(Page text Opens)

My mum never gave me The Talk. The closest we got was a booklet left on my pillow when I was 12, titled something like Your Changing Body. It had a diagram of a uterus and a paragraph about periods that read like it was written by a committee of people who had never met a 12-year-old girl. Nothing about pleasure. Nothing about desire. Nothing about the fact that one day I would grow up and want things – in bed and out of it – and have no vocabulary to ask for them. I’m 30 now. I’m building that vocabulary. Out loud. On this blog. Because someone has to.
What we were taught
Most women in my generation got the same education: sex is dangerous, pregnancy is lurking around every corner, and pleasure – female pleasure specifically – was never mentioned. Not once. The boys got condom demonstrations on bananas. We got terrifying slideshows about STIs. The message was clear: sex is something that happens to you. Something to survive. Something to manage. Not something to want. Not something to enjoy. Not something to be curious about. I carried that messaging into my twenties. Into my first relationship. Into my marriage. It took me a decade to unlearn it. I’m still unlearning it.
Why I’m talking about this now
Because silence breeds shame. Every generation of women who doesn’t talk about pleasure passes the shame down to the next one. I refuse to be part of that chain. I want my daughter – if I ever have one – to grow up knowing that wanting things is normal. That asking for what you want is a skill, not a sin. That her body is not a problem to be managed but a source of experience to be explored. I can’t change what I was taught. I can change what I pass on. So I’m doing it here. Publicly. Messily. Out loud.

(Page text Closes)
(Source data Opens)

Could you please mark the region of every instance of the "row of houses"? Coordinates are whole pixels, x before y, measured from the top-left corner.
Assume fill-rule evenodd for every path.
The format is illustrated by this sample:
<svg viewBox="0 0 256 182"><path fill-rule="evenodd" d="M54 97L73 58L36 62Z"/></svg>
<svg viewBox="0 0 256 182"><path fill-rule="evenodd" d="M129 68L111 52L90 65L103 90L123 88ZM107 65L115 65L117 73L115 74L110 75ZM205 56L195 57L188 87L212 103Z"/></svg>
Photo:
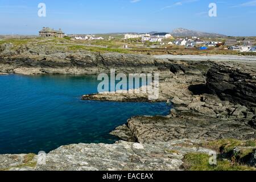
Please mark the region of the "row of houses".
<svg viewBox="0 0 256 182"><path fill-rule="evenodd" d="M230 46L229 47L230 50L236 51L241 52L256 52L256 46Z"/></svg>
<svg viewBox="0 0 256 182"><path fill-rule="evenodd" d="M163 39L172 38L172 35L168 33L156 33L152 35L142 36L141 41L142 42L146 41L149 41L150 42L162 42Z"/></svg>
<svg viewBox="0 0 256 182"><path fill-rule="evenodd" d="M224 45L224 42L207 42L201 40L200 38L196 38L196 39L178 39L174 42L174 44L176 46L184 46L185 47L196 47L199 45L204 45L208 47L219 47Z"/></svg>
<svg viewBox="0 0 256 182"><path fill-rule="evenodd" d="M75 39L78 40L104 40L102 37L96 37L94 35L86 35L86 36L74 36Z"/></svg>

(Source data Closes)

## Tasks to carry out
1. Decide whether each statement agrees with the blog post, giving yes or no and quoting the deciding words: (a) The writer found a booklet on the pillow at age 12. (b) The boys were shown terrifying slideshows about STIs. (c) The writer is 30.
2. Reproduce the part of the blog post between "My mum never" and "someone has to.", inclusive, without changing anything.
Use only the blog post when responding.

## Answers to the problems
1.
(a) Yes: "a booklet left on my pillow when I was 12"
(b) No: "The boys got condom demonstrations on bananas."
(c) Yes: "I’m 30 now."

2.
My mum never gave me The Talk. The closest we got was a booklet left on my pillow when I was 12, titled something like Your Changing Body. It had a diagram of a uterus and a paragraph about periods that read like it was written by a committee of people who had never met a 12-year-old girl. Nothing about pleasure. Nothing about desire. Nothing about the fact that one day I would grow up and want things – in bed and out of it – and have no vocabulary to ask for them. I’m 30 now. I’m building that vocabulary. Out loud. On this blog. Because someone has to.